### LISTED RECORDS

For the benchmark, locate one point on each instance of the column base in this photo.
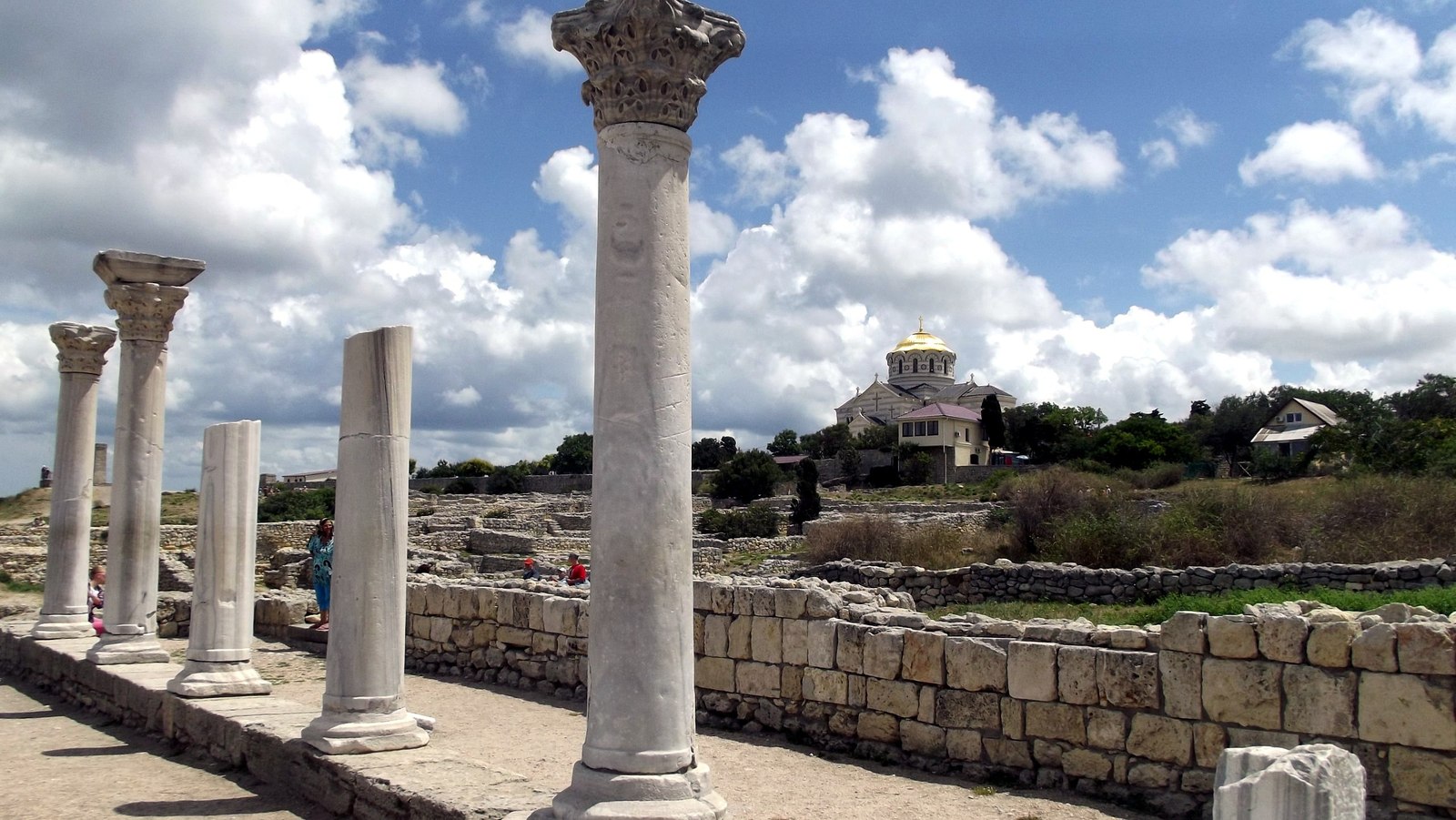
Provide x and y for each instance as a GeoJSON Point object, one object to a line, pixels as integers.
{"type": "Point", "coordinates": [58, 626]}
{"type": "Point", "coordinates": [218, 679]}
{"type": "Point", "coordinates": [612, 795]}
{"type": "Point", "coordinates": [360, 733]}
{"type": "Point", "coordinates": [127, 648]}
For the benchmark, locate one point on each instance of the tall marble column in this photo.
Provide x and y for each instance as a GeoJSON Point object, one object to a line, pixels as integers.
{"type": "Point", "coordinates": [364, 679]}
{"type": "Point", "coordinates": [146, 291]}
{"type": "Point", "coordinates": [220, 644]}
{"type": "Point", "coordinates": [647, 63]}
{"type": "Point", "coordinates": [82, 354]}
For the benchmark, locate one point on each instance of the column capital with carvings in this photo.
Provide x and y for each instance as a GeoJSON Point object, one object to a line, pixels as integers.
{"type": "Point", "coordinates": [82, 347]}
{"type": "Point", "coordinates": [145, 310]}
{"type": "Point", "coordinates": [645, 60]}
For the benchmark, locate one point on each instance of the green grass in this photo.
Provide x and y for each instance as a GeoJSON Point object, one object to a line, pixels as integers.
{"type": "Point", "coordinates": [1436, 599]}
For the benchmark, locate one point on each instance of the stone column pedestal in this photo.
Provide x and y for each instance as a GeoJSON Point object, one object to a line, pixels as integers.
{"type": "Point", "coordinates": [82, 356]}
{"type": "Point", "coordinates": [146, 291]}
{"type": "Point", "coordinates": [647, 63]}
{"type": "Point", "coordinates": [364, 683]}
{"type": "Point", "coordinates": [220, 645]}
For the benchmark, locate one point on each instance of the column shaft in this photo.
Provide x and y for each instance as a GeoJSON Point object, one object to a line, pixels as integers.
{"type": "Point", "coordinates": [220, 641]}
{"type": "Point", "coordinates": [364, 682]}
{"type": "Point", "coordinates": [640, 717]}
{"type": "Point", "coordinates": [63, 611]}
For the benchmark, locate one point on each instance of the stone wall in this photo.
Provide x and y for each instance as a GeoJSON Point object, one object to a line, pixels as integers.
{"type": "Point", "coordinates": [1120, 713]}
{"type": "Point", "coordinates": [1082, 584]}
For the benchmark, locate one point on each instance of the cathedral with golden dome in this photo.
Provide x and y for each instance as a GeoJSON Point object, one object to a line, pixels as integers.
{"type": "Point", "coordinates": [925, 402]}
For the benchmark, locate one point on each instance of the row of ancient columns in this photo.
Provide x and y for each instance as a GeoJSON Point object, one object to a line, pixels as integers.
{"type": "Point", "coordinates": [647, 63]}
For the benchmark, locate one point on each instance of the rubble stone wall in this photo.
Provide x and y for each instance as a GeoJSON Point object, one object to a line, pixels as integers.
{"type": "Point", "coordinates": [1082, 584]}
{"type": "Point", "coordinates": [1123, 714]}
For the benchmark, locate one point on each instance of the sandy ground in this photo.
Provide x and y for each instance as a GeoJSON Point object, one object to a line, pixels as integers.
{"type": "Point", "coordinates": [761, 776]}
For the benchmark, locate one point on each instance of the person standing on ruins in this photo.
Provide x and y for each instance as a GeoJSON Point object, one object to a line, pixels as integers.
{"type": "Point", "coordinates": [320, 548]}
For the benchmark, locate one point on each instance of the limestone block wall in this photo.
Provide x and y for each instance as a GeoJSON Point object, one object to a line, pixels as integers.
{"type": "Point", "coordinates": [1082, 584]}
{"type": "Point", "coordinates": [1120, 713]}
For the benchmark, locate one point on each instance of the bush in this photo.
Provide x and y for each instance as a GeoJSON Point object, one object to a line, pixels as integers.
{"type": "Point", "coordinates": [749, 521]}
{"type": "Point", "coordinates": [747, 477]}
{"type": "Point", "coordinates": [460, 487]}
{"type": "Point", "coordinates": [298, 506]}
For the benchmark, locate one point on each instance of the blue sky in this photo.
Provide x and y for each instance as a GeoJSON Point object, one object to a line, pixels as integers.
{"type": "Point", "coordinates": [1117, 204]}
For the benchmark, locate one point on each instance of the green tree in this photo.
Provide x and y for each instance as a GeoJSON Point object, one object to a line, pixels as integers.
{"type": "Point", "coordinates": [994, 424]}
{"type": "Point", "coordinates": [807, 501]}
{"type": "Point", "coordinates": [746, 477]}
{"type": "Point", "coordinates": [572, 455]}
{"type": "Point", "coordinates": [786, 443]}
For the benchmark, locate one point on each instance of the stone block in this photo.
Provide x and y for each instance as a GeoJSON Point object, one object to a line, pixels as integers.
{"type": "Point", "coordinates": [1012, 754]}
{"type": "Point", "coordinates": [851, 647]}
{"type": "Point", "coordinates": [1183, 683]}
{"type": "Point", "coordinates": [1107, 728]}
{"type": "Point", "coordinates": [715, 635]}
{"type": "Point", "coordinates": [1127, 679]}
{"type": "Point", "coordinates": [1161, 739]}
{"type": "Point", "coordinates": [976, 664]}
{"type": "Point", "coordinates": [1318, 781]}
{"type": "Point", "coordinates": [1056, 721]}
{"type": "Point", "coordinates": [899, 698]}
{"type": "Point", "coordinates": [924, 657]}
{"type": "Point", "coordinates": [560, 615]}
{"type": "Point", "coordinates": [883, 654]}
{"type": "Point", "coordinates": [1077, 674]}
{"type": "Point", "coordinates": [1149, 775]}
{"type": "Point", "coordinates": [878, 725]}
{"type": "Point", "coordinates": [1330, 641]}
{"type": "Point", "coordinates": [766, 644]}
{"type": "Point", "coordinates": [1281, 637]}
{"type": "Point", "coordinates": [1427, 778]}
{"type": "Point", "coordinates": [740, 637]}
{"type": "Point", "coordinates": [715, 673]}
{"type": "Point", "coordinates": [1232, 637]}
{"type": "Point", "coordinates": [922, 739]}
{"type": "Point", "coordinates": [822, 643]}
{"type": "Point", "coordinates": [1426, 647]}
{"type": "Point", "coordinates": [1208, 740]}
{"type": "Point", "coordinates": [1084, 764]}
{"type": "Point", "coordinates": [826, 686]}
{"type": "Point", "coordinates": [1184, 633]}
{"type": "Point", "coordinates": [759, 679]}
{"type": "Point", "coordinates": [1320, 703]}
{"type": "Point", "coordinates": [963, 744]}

######

WRITTEN EXERCISE - Pick out every line in the data above that contains the word "wall", and copy each of those lines.

WORKED SOLUTION -
For the benchmark, locate one point on each instance of the stone wall in this photo.
For the benchmark, locate one point on each instance of the rubble stone wall in this photo.
For the benchmark, locate one point on each instance of the limestone block wall in this photo.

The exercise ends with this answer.